**WORK REQUIRED**
Give the lines of all the records below as a numbered list, leaving out blank lines. Omit the pictures from your answer.

Location identification items
= = = = =
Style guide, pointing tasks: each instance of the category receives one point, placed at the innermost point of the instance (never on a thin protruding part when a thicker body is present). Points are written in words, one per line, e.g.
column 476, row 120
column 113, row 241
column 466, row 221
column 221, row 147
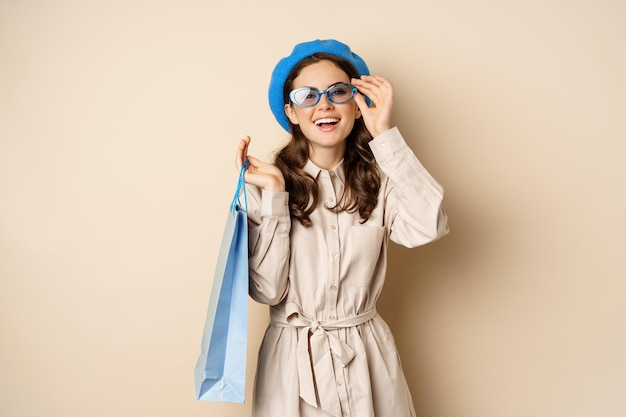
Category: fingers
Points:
column 242, row 152
column 373, row 86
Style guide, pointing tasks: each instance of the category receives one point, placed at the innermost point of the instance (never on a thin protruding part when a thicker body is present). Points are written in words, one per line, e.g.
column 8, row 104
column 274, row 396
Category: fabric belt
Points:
column 314, row 354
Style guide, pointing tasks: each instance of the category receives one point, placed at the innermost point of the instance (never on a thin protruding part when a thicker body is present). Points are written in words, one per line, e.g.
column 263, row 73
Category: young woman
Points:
column 321, row 218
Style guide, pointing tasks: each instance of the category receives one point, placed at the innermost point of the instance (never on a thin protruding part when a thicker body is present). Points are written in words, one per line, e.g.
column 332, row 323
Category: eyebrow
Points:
column 327, row 87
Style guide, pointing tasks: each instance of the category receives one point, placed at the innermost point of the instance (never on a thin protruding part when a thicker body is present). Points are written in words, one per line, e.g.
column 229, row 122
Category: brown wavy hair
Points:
column 361, row 171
= = = = =
**FULL OUTPUT**
1. Style guide, pointing tasks: each instance of the category receives one point, placed at the innermost point of the instance (never on a thin protruding part when a thicker body is present). Points are written in words, one per line, e.g.
2. column 476, row 120
3. column 113, row 241
4. column 466, row 221
5. column 221, row 147
6. Category: fingers
7. Points:
8. column 242, row 152
9. column 373, row 86
10. Style guide, pointing tasks: each instance of the category receives one point, placed at the innermost point of the instance (never on a thin protruding part when a thicker body is present). Points are written in words, one per line, e.g.
11. column 8, row 104
12. column 274, row 396
13. Category: fabric belt
14. Points:
15. column 314, row 354
16. Style guide, pointing tasks: each instance of the category receives one point, placed at the innermost point of the instance (never on a thin protruding part when a thicker body is present). Points are written in words, one per line, e.g.
17. column 263, row 73
18. Category: young woman
19. Points:
20. column 321, row 218
21. Style guide, pointing tasks: each instance of the category receives one point, placed at the innermost point of the instance (never on a thin protruding part when a thicker body is present). Points are written in words, one per line, e.g.
22. column 332, row 323
23. Category: eyebrow
24. Points:
25. column 327, row 87
26. Style guide, pointing tasks: each instance of the category receives one point, placed at the innermost point of the instance (never on a thin protruding part when a thicker body is present). Points are written in words, one per line, e.g.
27. column 229, row 122
28. Category: brown wavy hair
29. Points:
30. column 361, row 171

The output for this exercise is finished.